## [ФРАГМЕНТ ТЕКСТА]
=-=-=-=-=

Представление о мещанстве было у Пастернака совсем иное. Скорее ему показался бы мещанским круг выскочек, примазывавшихся к революции, к славе Маяковского и его таланту. Скорее он усмотрел бы филистерство в попытках устраивать «новый быт», «любовь втроем», заводить ребенка и прогонять его отца – как в пьесе Третьякова «Хочу ребенка!»… Именно в этом смысле – в смысле противостояния органической, естественной жизни и умышленной конструкции – следует понимать знаменитую фразу, сказанную Маяковским Пастернаку:

«Ну что же. Мы действительно разные. Вы любите молнию в небе, а я – в электрическом утюге».

Речь тут, конечно, не только о том, что лирический поэт Пастернак любит пейзажи, а убежденный «конструкционист» Маяковский ценит природу только в той степени, в какой она служит человеку. Это трактовка школярская. Пастернак любит молнию в небе, поскольку это живое явление естественной жизни; для Маяковского ценность имеет только то, к чему приложены усилия, только то, что перестало быть «только жизнью» и в титаническом усилии переросло себя. Только то и ценно, что перестало быть собой; страшный вывод, но вся жизнь Маяковского, сведшаяся к непрерывному жизнетворчеству, то есть к неустанной и жестокой ломке, была реализацией этих теоретических построений, в основе ницшеанских, а отчасти федоровских.

8

Даже и в самые безнадежные, глухие для поэзии годы, когда Маяковский ничего не писал, кроме газетных поделок,– у него случались проблески истинной, великолепной лирики, какие есть и в «Хорошо», и в посвящении «Товарищу Нетте – пароходу и человеку», и в стихотворном послании Горькому, и в мексиканских, и в парижских стихах; Пастернак, конечно, был человек субъективный,– но не настолько, чтобы не видеть чужой удачи, даже если речь шла об идеях, принципиально ему чуждых. С куда более далеким от него Есениным он мог не только, по собственным воспоминаниям, драться в кровь, но и говорить вполне задушевно. Почему же именно Маяковскому в самое трудное для него время Пастернак отказывает в поддержке, не признавая талантливости даже за лучшими его вещами, заявляя в обоих автобиографических очерках, что за все его последнее десятилетие не полюбил и не понял у него ничего, кроме предсмертной поэмы? И добро бы речь шла о молчаливом неприятии: Маяковский все чаще вызывает у своего недавнего пылкого поклонника враждебность, граничащую с яростью!

Пастернак в двадцать седьмом злится не столько на Маяковского, сколько на ЛЕФ. Он хотел гласно покинуть его еще в январе,– его уговорили не выносить сор из избы; в мае потребовал вычеркнуть наконец его имя из списка сотрудников журнала «Новый ЛЕФ» – не вняли. 26 июля он направляет в редакцию письмо, беспрецедентно резкое по тону.

=-=-=-=-=

## [Записи набора данных]
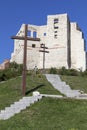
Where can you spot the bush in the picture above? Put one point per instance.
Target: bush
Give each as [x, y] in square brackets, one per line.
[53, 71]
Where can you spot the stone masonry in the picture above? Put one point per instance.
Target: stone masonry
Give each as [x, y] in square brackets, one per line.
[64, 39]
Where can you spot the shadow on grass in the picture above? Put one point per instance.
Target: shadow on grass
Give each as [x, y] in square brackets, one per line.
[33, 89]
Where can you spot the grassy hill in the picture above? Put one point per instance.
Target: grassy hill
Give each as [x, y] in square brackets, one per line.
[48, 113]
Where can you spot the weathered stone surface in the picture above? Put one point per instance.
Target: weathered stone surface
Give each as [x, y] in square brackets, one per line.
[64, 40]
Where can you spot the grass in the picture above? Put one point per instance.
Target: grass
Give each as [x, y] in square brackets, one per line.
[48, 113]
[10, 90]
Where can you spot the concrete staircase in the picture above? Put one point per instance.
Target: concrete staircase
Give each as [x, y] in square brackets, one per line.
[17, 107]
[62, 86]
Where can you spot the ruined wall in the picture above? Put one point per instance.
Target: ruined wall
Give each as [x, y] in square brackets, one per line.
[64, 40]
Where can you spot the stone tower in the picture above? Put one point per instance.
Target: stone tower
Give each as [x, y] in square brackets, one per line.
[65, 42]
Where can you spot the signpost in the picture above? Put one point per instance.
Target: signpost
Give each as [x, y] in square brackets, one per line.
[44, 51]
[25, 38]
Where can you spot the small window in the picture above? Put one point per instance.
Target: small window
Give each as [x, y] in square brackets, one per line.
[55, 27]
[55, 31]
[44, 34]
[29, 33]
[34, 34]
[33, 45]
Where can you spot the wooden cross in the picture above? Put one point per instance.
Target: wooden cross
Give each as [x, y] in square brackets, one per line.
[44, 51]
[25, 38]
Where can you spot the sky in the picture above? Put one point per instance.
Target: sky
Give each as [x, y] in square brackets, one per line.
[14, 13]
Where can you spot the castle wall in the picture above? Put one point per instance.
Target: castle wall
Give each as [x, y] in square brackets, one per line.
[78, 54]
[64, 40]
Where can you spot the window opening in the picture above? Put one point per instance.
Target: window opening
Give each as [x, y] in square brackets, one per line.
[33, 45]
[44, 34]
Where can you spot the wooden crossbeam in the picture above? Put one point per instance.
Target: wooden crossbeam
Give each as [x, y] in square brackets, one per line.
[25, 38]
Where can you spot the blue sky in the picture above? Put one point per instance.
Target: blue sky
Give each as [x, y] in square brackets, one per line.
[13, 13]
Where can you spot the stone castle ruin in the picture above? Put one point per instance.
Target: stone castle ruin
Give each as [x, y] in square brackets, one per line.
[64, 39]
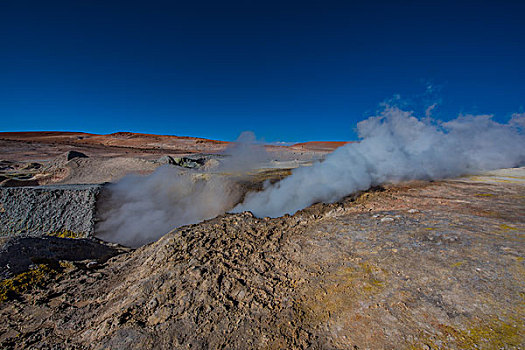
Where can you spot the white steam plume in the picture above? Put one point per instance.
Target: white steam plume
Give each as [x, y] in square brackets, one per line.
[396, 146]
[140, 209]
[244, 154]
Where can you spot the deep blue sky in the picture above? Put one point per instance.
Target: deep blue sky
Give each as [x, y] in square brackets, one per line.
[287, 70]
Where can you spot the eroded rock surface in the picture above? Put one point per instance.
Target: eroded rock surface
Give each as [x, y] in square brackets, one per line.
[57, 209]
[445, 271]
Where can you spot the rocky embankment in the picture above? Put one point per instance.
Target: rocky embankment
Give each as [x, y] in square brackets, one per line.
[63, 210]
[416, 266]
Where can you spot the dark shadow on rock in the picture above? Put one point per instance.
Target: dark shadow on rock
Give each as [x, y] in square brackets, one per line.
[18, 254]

=-=-=-=-=

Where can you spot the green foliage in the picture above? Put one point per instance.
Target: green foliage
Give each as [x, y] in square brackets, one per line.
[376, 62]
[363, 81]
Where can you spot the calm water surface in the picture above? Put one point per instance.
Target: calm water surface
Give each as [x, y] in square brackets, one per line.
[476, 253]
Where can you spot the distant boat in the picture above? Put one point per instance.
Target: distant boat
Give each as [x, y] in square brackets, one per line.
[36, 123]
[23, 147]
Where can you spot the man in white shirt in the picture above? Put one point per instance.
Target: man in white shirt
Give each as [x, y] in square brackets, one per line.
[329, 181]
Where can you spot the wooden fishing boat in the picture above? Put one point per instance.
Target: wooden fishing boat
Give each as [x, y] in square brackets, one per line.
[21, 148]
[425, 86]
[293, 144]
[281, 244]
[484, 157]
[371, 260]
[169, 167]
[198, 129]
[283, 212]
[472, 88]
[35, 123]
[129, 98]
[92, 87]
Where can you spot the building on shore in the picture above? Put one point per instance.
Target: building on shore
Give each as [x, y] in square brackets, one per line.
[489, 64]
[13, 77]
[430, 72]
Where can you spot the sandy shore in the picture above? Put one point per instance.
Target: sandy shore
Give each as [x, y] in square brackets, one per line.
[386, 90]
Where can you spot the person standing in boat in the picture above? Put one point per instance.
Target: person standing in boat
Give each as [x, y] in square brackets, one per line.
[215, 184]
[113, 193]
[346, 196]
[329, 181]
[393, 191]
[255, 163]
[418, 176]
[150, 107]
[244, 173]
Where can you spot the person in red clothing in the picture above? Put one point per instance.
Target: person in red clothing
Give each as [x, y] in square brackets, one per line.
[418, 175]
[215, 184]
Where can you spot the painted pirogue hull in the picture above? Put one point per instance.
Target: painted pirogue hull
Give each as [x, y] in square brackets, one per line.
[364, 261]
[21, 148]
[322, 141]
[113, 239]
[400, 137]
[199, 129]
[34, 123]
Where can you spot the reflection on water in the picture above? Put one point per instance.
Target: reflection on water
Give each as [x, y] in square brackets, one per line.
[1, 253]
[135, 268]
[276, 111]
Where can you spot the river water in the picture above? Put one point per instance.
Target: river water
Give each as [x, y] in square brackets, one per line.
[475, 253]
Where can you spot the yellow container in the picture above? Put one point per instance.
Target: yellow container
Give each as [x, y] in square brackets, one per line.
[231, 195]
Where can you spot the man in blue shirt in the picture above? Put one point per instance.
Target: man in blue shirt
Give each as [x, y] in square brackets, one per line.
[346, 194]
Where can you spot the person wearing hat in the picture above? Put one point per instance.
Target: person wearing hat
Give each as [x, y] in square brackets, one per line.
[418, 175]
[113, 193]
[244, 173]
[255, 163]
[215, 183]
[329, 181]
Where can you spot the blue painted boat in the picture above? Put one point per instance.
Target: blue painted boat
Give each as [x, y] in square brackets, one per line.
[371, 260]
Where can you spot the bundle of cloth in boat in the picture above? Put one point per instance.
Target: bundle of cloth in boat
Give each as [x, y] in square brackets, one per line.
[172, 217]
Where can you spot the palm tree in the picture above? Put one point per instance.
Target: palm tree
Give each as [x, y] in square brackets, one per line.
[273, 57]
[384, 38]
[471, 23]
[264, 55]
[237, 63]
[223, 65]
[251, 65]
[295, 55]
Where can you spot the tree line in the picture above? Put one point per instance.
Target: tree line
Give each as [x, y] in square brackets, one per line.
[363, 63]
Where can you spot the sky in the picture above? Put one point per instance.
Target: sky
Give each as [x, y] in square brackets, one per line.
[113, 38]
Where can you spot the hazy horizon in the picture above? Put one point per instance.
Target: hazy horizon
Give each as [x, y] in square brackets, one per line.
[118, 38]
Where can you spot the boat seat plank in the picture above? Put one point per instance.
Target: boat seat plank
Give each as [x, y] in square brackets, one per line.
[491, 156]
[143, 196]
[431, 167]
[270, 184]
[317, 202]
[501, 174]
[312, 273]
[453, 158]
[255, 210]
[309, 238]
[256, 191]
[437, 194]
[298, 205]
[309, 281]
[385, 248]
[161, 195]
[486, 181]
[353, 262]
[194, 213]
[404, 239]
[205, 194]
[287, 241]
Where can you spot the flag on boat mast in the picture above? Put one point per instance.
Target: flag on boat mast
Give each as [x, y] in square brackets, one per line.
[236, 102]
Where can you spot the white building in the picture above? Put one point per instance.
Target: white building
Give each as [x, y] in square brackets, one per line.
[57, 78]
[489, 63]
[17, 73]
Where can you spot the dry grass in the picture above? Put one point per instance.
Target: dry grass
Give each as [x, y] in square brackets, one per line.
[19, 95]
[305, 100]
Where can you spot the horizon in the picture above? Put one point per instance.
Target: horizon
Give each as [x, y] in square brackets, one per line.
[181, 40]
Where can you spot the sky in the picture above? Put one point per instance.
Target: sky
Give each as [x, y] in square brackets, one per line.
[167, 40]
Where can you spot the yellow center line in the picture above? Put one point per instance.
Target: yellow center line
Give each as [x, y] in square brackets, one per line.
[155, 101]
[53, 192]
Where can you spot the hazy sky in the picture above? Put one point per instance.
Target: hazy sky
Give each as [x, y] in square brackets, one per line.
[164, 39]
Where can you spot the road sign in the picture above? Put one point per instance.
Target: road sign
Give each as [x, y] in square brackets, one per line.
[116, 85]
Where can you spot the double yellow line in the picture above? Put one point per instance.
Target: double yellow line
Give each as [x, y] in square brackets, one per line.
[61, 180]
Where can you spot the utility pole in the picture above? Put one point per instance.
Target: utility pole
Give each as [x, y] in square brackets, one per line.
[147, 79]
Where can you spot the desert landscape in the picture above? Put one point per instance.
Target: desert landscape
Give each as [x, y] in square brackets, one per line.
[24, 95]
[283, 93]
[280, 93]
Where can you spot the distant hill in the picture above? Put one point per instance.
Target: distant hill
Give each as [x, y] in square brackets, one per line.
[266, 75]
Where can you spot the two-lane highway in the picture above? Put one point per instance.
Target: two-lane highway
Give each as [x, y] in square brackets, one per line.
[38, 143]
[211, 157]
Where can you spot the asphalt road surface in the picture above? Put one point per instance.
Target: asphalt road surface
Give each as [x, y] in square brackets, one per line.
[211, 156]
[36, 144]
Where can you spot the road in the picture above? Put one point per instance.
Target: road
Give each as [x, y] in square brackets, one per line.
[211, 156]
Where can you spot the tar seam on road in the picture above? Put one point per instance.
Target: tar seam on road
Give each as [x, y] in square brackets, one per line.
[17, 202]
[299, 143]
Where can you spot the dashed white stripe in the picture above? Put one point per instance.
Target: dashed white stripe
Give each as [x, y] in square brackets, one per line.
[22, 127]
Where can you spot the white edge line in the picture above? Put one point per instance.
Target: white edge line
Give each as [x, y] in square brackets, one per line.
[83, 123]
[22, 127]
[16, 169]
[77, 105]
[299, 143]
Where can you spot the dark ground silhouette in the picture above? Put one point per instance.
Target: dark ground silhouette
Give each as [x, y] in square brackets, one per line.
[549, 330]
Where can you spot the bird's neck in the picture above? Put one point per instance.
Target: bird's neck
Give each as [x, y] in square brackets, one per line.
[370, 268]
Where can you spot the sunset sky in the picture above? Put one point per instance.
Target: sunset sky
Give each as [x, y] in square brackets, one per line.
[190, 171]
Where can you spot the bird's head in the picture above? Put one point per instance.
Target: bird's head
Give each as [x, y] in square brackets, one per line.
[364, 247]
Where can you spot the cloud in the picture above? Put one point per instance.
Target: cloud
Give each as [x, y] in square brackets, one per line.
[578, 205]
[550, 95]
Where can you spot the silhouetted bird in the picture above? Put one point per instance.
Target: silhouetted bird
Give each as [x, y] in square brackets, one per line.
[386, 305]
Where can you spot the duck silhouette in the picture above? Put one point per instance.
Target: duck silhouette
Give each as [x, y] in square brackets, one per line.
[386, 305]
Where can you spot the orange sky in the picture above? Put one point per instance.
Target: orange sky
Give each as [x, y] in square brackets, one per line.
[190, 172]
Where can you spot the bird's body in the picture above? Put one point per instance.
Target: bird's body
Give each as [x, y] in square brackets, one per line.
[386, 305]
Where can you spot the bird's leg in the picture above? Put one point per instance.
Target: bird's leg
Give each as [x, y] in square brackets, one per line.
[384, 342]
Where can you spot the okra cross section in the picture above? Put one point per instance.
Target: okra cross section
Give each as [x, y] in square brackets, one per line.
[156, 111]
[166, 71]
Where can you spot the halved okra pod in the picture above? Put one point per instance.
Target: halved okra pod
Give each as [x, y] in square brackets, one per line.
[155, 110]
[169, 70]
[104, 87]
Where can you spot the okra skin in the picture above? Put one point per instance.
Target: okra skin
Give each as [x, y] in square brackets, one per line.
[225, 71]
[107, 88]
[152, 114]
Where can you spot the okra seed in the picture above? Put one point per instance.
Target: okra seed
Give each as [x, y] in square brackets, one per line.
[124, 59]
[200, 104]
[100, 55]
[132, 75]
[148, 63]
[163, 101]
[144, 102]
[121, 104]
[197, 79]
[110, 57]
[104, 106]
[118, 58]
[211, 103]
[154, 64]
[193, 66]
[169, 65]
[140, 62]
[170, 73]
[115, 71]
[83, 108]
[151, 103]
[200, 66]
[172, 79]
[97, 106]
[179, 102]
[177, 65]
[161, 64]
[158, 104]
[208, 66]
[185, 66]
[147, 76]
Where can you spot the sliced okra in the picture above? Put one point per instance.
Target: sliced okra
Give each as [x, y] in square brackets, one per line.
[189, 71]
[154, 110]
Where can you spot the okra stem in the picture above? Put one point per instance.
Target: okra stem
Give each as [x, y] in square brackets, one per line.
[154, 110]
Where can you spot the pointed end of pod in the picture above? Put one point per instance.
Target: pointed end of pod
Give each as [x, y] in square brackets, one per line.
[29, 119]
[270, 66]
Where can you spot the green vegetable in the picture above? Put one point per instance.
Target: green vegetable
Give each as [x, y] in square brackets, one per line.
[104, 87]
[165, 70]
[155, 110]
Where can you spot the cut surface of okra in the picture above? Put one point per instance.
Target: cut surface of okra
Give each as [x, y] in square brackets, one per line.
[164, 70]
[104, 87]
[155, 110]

=-=-=-=-=

## [ЗАДАНИЕ A]
Назовите все произведения Маяковского, в которых, согласно фрагменту о Пастернаке и Маяковском, встречались проблески истинной лирики.
## [ЗАДАНИЕ B]
Продолжите фрагмент о Пастернаке и Маяковском с того места, где он обрывается.

## [ОТВЕТ A]
«Хорошо»; посвящение «Товарищу Нетте – пароходу и человеку»; стихотворное послание Горькому; мексиканские стихи; парижские стихи.

## [ОТВЕТ B]
«Редакционному коллективу Лефа. Несмотря на мое устное заявление об окончательном выходе из Лефа, сделанное на одном из майских собраний, продолжается печатание моего имени в списке сотрудников. Такая забывчивость предосудительна. Вашему коллективу прекрасно известно, что это было расставание бесповоротное и без оговорок. В отличие от зимнего тотчас по моем ознакомлении с первым номером, когда собранию удалось уговорить меня воздерживаться от открытого разрыва и удовольствоваться безмолвной безучастностью к условной видимости моего участия. Благоволите поместить целиком настоящее заявление в вашем журнале».

Не поместили.

«Я стал попадать в положения двусмысленные и нетерпимые. Летом я написал в редакцию письмо о категорическом выходе с просьбой его напечатать. Оно напечатано не было, но так как вообще «Леф» представляется явлением призрачным, состава и вещества которого я не в силах постигнуть, то я эту выходку оставлю без внимания (…). Сильнейшее мое убежденье, что из Лефа первому следовало уйти Маяковскому, затем мне с Асеевым. Так как сейчас государство равно обществу, то оно более, чем какое бы то ни было, нуждается в честной сопротивляемости своих частей, лишь в меру этой экспансивности и реальных. Леф удручал и отталкивал меня своей избыточной советскостью, т.е. угнетающим сервилизмом, т.е. склонностью к буйствам с официальным мандатом на буйство в руках», —

писал Пастернак, отвечая на анкету сборника «Наши современники» (1927) и подчеркивая, что документ не предназначается для цитат, то есть может увидеть свет только в составе сборника и в полном виде. Тогда он не был напечатан.

Есть соблазн сказать, что Пастернак солидаризировался с Вячеславом Полонским, главным редактором «Нового мира», откровенно травившим Маяковского. Он публиковал антилефовские выступления в «Известиях» (25 и 27 февраля 1927 года), но наиболее резким выпадом против поэта была его статья «Блеф продолжается» (пятый номер «Нового мира» за 1927 год). Действительно, из писем Пастернака Полонскому как будто явствует, что ему ближе «новомировская» позиция,– но в это же время, 17 мая 1927 года, Пастернак писал Раисе Ломоносовой:

«Аргументация противников стоит лефовской: лицемерие вращается вокруг лицемерия. Те же ссылки на начальство, на авторитет как на олицетворенную идею, то же мышление в рамках должностного софизма, то же граммофонное красноречие».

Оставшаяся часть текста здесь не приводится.